**WORK TO COMPLETE**
Where the records appear below, transcribe them exactly, leaving none out.

_ _ _ _ _

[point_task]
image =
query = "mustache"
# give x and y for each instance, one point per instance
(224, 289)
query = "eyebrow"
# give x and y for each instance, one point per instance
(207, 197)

_ _ _ _ _

**SOLUTION BELOW**
[point_task]
image =
query = "mustache"
# give x and y for each instance, one point per instance
(224, 289)
query = "eyebrow"
# give x and y for each instance, one point per instance
(207, 197)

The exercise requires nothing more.